-------- Quoted text

Bug 702724 – first-class miniobjects/API for mpeg-ts related SI (Service Information)

After an evaluation, GNOME has moved from Bugzilla to GitLab. Learn more about GitLab.
No new issues can be reported in GNOME Bugzilla anymore.
To report an issue in a GNOME project, go to GNOME GitLab.
Do not go to GNOME Gitlab for: Bluefish, Doxygen, GnuCash, GStreamer, java-gnome, LDTP, NetworkManager, Tomboy.

Bug 702724 - first-class miniobjects/API for mpeg-ts related SI (Service Information)


Summary:	first-class miniobjects/API for mpeg-ts related SI (Service Information)


Status:	RESOLVED FIXED

Product:	GStreamer
Classification:	Platform
Component:	gst-plugins-bad
Version:	git master
Hardware:	Other Linux

Importance:	Normal enhancement
Target Milestone:	1.1.2
Assigned To:	GStreamer Maintainers
QA Contact:	GStreamer Maintainers

URL:
Whiteboard:

Duplicates:	702725 (view as bug list)
Depends on:
Blocks:

Reported:	2013-06-20 09:48 UTC by Edward Hervey
Modified:	2013-07-03 07:19 UTC

See Also:
GNOME target:	---
GNOME version:	---

Description Edward Hervey 2013-06-20 09:48:08 UTC

Several issues arise right now in regards to handling mpeg-ts/DVB SI.

1) performance

  In order for the various SI to be usable by applications, we currently parse and store them in GstStructures using generic GValue (uint, string, arrays, lists, ...). This represents over 95% of the cost of parsing those SI !
  And the parsing is equally as expensive.

2) Using glib deprecated items.

  GValueArray is deprecated in glib (sigh) and is ill-suited for the kind of arrays/collection we want to expose/use.

3) Usability

  If we want to later allow apps to "inject" SI into mpegtsmux, they need to know exactly the topology of the structure to inject.
  Instead of that, there should be a clear API with structures to fill in.
  In addition, apps need to know what field they should extract, what the type should be, ....

======

 To this end, I think we should switch to a public API for the various mpeg-ts SI along with registered mini-objects.
 Ideally this should be supported by g-i also (which should work if we register boxed GType for each of them).

The "hierarchy" could look something like this:

GstMiniObject
  +-- MpegTSSection
     +-- MpegTSPAT
     +-- MpegTSNIT
     +-- MpegTSEIT
      .....

MpegTSSection {
  GstMiniObject parent;

  gint16   pid;
  guint8   table_id;
  guint16  subtable_extension;
  guint8   version_number;
  guint8   current_next_indicator;
  guint8   section_number;
  guint8   last_section_number;
  guint32  crc;
}

MpegTSPAT {
  MpegTSSection parent;

  guint16  transport_stream_id;
  guint16  nb_programs;
  ....

----------------
-------- Information supplied

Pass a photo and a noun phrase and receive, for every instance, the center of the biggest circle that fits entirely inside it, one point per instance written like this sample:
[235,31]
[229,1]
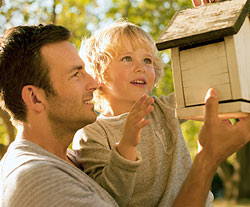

----------------

Problems and tasks.
1 – Please rewrite the stretch of the bug report from "2) Using glib" through "each of them).", replacing "apps" with "applications".
2 – According to the bug report, why is GValueArray a problem?
3 – Summarize the bug report in two sentences.

The solutions.
1 –
2) Using glib deprecated items.

  GValueArray is deprecated in glib (sigh) and is ill-suited for the kind of arrays/collection we want to expose/use.

3) Usability

  If we want to later allow applications to "inject" SI into mpegtsmux, they need to know exactly the topology of the structure to inject.
  Instead of that, there should be a clear API with structures to fill in.
  In addition, applications need to know what field they should extract, what the type should be, ....

======

 To this end, I think we should switch to a public API for the various mpeg-ts SI along with registered mini-objects.
 Ideally this should be supported by g-i also (which should work if we register boxed GType for each of them).

2 – It is deprecated in glib and ill-suited for the kind of arrays and collections the developers want to expose and use.

3 – Edward Hervey reports that handling mpeg-ts/DVB SI in GStreamer has problems with performance, since storing SI in GstStructures with generic GValues is costly, with the use of the deprecated GValueArray, and with usability, since apps must know the exact structure topology and field types. He proposes switching to a public API for the various mpeg-ts SI with registered mini-objects, ideally also supported by g-i.